Bruno Zandonadi

Personal information
- Full name: Bruno Jose Zandonadi
- Date of birth: 1 May 1981
- Place of birth: Brasília, Brazil
- Date of death: 13 October 2012 (aged 31)
- Place of death: Tangerang, Indonesia
- Height: 1.80 m (5 ft 11 in)
- Position: Midfielder

Senior career*
- Years: Team / Apps / (Gls)
- 2006–2007: Persikota Tangerang
- 2008–2009: Persiba Balikpapan / ?? / (1)
- 2009: Persita Tangerang
- 2010: PSIS Semarang
- 2010–2011: Persikota Tangerang

= Bruno Zandonaide =

Brazilian footballer (1981-2012)

Bruno Jose Zandonadi (1 May 1981 – 13 October 2012) was a Brazilian footballer who played for Persikota Tangerang in the Liga Indonesia Premier Division. In the 2008-09 season, he played for Indonesia Super League club Persiba Balikpapan with one goal scored. He also played for another Tangerang football club Persita Tangerang and another premier division team PSIS Semarang.

Zandonadi died in Tangerang in October 2012 from the cytomegalovirus, eight weeks before the death of Diego Mendieta.

▸ SUPPLIED INFORMATION
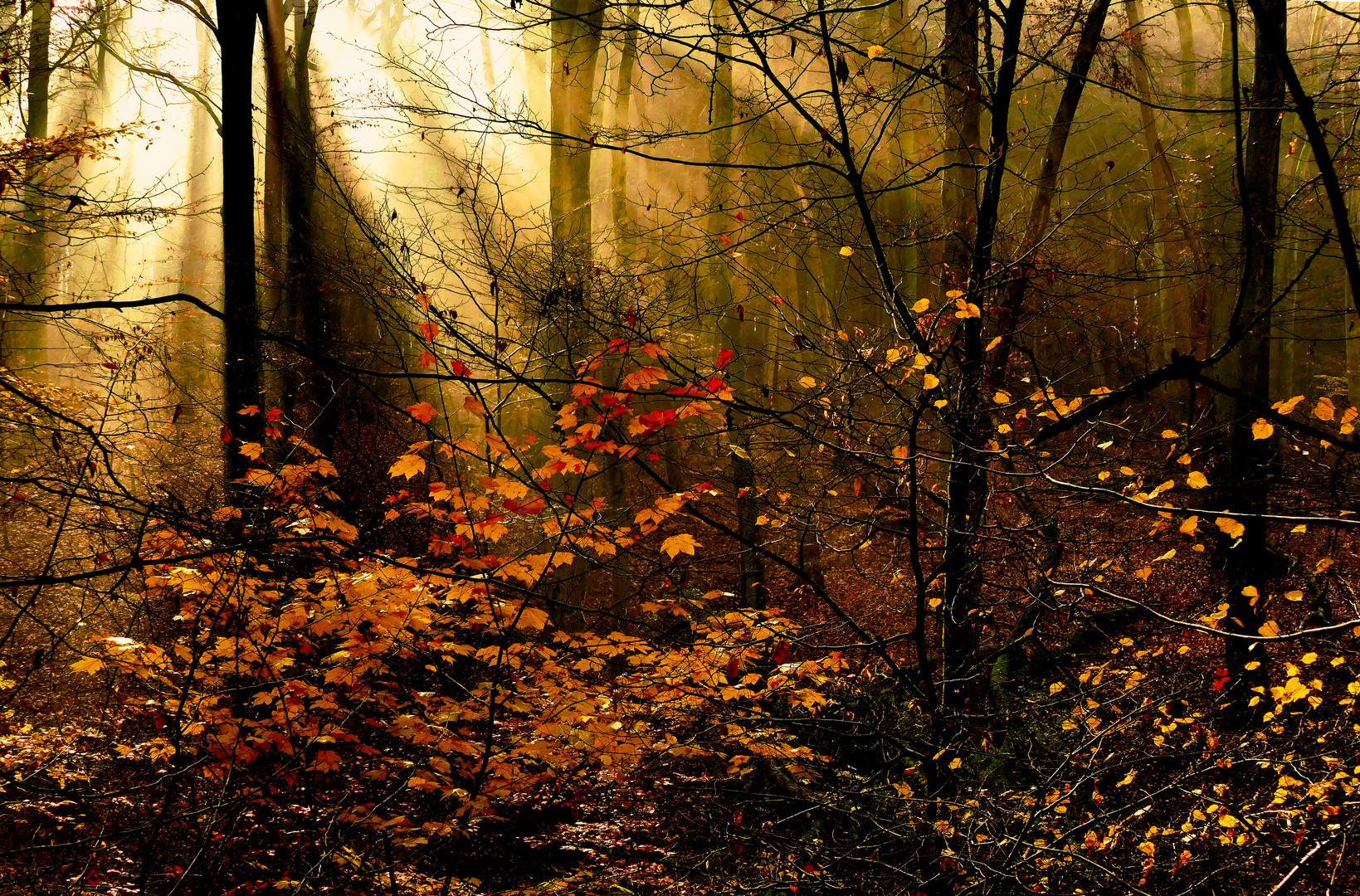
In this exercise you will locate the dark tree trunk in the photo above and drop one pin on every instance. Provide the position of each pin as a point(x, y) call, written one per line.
point(1249, 562)
point(241, 362)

▸ WORK INSTRUCTION
Which clubs appear in the senior career of the Bruno Zandonadi profile? Name each club once. The material comes from a different source than the text.

▸ OUTPUT OF THE TASK
Persikota Tangerang, Persiba Balikpapan, Persita Tangerang, PSIS Semarang